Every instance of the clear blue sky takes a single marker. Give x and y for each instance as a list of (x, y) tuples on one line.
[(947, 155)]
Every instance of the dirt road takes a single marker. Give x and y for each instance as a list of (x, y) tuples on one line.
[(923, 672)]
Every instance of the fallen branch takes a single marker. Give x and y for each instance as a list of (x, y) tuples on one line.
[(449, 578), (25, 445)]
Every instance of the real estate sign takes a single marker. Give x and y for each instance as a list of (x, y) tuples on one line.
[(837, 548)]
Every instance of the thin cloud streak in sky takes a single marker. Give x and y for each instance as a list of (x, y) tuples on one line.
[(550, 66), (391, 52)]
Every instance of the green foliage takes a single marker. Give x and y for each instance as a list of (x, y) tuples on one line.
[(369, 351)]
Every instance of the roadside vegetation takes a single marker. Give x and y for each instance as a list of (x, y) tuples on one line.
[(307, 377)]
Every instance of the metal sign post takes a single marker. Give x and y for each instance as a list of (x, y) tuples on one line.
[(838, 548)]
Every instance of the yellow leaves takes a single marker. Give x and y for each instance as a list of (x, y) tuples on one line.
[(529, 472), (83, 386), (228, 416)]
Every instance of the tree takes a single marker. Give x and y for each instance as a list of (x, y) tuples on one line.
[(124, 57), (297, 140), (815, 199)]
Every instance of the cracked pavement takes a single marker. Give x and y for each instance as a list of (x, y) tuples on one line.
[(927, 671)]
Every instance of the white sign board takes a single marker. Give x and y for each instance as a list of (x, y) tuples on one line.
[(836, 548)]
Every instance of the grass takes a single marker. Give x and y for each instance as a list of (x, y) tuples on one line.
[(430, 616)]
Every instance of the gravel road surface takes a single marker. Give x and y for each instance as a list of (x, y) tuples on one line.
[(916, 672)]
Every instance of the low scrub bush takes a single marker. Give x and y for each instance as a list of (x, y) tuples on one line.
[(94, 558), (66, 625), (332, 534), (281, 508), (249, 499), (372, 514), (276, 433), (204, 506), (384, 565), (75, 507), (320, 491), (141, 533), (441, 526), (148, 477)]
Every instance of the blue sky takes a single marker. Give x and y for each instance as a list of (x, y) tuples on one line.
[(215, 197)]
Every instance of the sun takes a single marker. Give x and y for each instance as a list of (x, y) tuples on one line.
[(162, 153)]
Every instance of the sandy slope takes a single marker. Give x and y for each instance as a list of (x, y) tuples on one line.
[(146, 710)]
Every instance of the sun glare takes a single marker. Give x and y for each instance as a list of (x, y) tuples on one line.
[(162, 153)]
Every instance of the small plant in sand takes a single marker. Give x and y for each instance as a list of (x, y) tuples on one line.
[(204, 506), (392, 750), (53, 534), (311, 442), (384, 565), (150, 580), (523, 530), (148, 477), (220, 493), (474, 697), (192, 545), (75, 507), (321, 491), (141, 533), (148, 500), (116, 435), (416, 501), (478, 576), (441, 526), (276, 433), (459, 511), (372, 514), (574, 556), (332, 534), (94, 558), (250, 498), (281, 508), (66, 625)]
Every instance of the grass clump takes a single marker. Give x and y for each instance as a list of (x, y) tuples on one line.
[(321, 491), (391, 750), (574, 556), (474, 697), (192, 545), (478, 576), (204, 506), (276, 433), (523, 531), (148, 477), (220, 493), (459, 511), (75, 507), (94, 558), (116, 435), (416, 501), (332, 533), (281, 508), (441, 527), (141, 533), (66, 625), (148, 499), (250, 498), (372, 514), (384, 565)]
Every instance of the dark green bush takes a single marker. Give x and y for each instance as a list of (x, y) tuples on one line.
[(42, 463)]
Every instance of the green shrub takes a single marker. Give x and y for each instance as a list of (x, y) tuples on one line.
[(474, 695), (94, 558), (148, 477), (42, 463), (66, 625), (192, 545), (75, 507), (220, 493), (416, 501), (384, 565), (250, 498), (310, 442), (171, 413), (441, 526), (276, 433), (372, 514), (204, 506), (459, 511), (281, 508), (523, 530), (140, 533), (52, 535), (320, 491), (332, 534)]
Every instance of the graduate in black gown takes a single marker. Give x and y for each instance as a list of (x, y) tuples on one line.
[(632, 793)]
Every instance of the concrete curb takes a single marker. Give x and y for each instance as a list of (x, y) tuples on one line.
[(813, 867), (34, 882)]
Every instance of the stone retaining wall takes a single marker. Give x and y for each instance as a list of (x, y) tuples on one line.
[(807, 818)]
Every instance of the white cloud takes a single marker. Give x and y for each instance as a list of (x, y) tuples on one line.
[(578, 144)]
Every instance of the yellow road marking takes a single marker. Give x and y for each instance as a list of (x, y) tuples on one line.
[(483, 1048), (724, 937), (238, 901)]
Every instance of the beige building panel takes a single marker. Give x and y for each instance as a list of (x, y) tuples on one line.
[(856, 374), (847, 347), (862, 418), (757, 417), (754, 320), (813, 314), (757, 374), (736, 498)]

----

# YOUR GOAL:
Line by line, transcribe the data exactly.

# RESPONSE:
Every instance of the clear blue sky takes a single marker. Give x and y for each instance as a list of (x, y) tuples on one line.
[(947, 155)]
Every instance of the dirt road takes a single marker. Give x and y for each instance as a list of (x, y) tuples on one line.
[(923, 672)]
Every instance of the fallen branch takes a single marker. Give x and y for each instance as a list of (x, y) tuples on one line.
[(449, 578), (25, 445)]
Every instance of the real estate sign takes a single marker. Give x and y for each instance as a list of (x, y) tuples on one line.
[(837, 548)]
Every instance of the thin cloud streak in sky takes a single marker. Give x and y for each instance as a list of (x, y) tuples on one line.
[(550, 66), (391, 52)]
Every instance of the green foliage takes a single marker. Give x and y for each instance as a list of (x, y) tuples on one line.
[(369, 351)]
Every instance of the roadside vegetation takes a single marker. Give x and y for each instance as a list of (x, y) tuples on one line.
[(307, 377)]
Every instance of the metal sign post takes a single marker. Give x and y for each instance as a list of (x, y) tuples on one line.
[(838, 548)]
Every instance of the yellow leaves takes a single marker. Give x and y for each instance as a list of (x, y) tuples on one line.
[(529, 472), (83, 386), (228, 416)]
Every instance of the tree takes a single marker. Give x and y for each instance as a list of (x, y) tuples on one line.
[(124, 57), (297, 140), (815, 199)]
Every instance of the cracked pavement takes a single marker. Give x and y for each instance as a list of (x, y) tuples on one line.
[(927, 671)]
Every instance of the white sign board takes a single marker. Give x and y for each instance as a list of (x, y) tuples on one line.
[(836, 548)]
Every instance of the grass takes a single marker. Give x and y for each instance as a list of (x, y) tuples on one line.
[(430, 616)]
Every instance of the gravel road surface takes a single marker. Give x and y for each instance as a list of (x, y) tuples on one line.
[(916, 672)]
Every instance of the low scrub bush takes a single marker. Give x and y for each instance as a list of (x, y) tuples on one line.
[(94, 558), (66, 625), (332, 534), (281, 508), (249, 499), (372, 514), (276, 433), (204, 506), (384, 565), (75, 507), (320, 491), (141, 533), (441, 526), (148, 477)]
Every instance of the blue sky takes a single marker. Give x and y for each instance as a list of (x, y) tuples on one line.
[(215, 197)]
Every instance of the sun takes a single marker. Give x and y for each instance as a list of (x, y) tuples on one line.
[(162, 153)]
Every instance of the sandy slope takes a single marker. Give x and y for each instance as a list of (x, y) tuples on one line.
[(146, 710)]
Every instance of the sun glare takes a single marker. Give x and y for each instance as a list of (x, y) tuples on one line.
[(162, 153)]
Every instance of the small plant in sand takes a single marker. Give x and y for each instance as a list of (x, y) tuples on one line.
[(204, 506), (392, 750), (53, 534), (311, 442), (384, 565), (150, 580), (523, 530), (148, 477), (220, 493), (474, 697), (192, 545), (75, 507), (321, 491), (141, 533), (148, 500), (116, 435), (416, 501), (478, 576), (441, 526), (276, 433), (459, 511), (372, 514), (574, 556), (332, 534), (94, 558), (250, 498), (281, 508), (66, 625)]
Every instance of the grass clump takes a single marker. Give x and y for each instance as a list of (x, y) tuples on one line.
[(321, 491), (391, 750), (574, 556), (474, 697), (192, 545), (478, 576), (204, 506), (276, 433), (523, 531), (148, 477), (220, 493), (459, 511), (75, 507), (94, 558), (116, 435), (416, 501), (332, 533), (281, 508), (441, 527), (141, 533), (66, 625), (148, 499), (250, 498), (372, 514), (384, 565)]
Every instance of the dark green bush takes a single marker. Give x and y for each instance as a list of (x, y) tuples on one line.
[(42, 463)]
Every instance of the green shrub takes a single marker. Give x and y for each instance as a list of (x, y) tuples on one line.
[(474, 695), (94, 558), (148, 477), (42, 463), (66, 625), (192, 545), (75, 507), (220, 493), (416, 501), (384, 565), (250, 498), (310, 442), (171, 413), (441, 526), (276, 433), (372, 514), (204, 506), (459, 511), (281, 508), (523, 530), (140, 533), (52, 535), (320, 491), (332, 534)]
Every instance of the graduate in black gown takes a single marker. Give x and y for each instance as a list of (x, y) tuples on one line.
[(632, 793)]
Every instance of the concrete curb takes a single marker. Give x and y for each instance as a list of (x, y) tuples on one line.
[(813, 867), (34, 882)]
Every instance of the stone retaining wall takes a single marker. Give x and y for each instance as a list of (x, y) tuples on one line.
[(807, 818)]
Every instance of the white cloud takes a single marker. Give x and y for each instance as a list of (x, y) tuples on one line.
[(578, 144)]
Every instance of the yellow road marking takes a single marker. Give x and y for each instance as a list of (x, y) tuples on one line.
[(483, 1048), (724, 937), (238, 901)]
Every instance of the beige building panel takes a single marker. Give x and y for each instance as a list of (x, y) tuples on one line.
[(856, 374), (847, 347), (862, 418), (757, 417), (754, 320), (813, 314), (757, 374), (736, 498)]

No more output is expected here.